═════ Input

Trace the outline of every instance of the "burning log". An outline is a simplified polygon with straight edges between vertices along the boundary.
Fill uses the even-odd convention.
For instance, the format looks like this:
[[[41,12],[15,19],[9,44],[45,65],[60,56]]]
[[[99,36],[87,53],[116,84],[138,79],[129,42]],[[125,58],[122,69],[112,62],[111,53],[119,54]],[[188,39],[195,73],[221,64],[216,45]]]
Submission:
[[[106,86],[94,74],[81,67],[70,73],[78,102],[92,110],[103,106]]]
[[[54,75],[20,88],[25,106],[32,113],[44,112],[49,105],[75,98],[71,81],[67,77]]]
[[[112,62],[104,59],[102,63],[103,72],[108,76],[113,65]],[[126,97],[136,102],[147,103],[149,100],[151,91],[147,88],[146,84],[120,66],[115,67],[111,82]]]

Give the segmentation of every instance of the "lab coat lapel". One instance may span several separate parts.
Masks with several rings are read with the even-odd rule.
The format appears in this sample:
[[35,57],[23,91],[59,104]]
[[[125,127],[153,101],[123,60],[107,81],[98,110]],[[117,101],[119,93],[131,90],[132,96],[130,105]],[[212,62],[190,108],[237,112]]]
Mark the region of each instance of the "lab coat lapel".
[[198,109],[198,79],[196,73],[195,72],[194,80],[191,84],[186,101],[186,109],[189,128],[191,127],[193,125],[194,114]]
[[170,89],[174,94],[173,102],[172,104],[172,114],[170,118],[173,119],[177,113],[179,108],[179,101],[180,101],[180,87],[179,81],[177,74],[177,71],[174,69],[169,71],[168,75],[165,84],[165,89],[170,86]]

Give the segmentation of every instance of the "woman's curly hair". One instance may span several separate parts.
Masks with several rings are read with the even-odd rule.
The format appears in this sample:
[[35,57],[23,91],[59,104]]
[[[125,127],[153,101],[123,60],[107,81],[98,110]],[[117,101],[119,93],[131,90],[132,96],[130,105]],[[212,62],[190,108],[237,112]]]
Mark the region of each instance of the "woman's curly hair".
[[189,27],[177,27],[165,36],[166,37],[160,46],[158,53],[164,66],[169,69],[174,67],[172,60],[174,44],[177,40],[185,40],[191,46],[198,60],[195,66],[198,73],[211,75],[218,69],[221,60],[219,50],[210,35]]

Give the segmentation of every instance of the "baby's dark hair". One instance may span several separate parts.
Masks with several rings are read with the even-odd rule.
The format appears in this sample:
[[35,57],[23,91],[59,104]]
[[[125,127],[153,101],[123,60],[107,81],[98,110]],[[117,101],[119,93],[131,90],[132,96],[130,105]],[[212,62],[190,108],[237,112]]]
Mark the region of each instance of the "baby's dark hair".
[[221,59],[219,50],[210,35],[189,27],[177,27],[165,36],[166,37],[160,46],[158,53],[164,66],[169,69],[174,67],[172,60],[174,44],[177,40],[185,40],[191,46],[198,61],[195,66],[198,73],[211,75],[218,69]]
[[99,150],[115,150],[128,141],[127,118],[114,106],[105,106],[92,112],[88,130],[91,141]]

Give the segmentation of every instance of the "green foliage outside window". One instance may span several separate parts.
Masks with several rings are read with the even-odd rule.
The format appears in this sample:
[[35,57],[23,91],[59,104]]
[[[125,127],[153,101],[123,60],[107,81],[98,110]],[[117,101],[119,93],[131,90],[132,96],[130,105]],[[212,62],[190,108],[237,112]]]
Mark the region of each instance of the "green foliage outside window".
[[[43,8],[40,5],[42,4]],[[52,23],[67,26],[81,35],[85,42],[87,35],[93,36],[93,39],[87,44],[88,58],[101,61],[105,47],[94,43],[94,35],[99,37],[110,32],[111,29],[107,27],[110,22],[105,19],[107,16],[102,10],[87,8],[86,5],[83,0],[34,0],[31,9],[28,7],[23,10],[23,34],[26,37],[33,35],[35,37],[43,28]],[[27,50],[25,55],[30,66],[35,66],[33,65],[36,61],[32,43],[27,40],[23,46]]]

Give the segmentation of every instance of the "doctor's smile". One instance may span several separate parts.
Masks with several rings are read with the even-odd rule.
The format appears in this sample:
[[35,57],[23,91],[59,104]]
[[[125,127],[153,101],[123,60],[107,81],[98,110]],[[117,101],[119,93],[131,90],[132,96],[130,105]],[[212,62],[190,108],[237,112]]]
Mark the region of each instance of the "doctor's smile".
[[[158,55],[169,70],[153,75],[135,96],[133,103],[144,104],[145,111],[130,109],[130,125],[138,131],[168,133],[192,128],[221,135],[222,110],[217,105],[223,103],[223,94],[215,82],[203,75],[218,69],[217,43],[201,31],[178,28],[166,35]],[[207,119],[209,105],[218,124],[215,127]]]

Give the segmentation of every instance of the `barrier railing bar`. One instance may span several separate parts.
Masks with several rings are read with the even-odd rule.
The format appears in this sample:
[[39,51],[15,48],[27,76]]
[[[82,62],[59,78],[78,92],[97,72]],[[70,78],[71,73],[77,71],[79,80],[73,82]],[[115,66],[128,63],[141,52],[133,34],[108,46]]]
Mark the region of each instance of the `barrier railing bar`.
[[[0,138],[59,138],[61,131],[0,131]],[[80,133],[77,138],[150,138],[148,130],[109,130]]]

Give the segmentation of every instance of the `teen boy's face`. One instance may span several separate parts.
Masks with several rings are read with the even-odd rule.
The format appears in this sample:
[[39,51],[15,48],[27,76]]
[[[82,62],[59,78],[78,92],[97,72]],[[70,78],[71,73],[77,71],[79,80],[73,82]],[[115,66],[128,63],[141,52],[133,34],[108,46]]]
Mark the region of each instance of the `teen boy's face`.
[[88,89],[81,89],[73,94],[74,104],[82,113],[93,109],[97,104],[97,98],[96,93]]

══════════

_Exercise brief_. List each line above that includes the string "coat". Case must match.

_Output below_.
Give the segmentation of every instance of the "lab coat lapel". One instance may span several separate parts.
Mark the region of each instance of the "lab coat lapel".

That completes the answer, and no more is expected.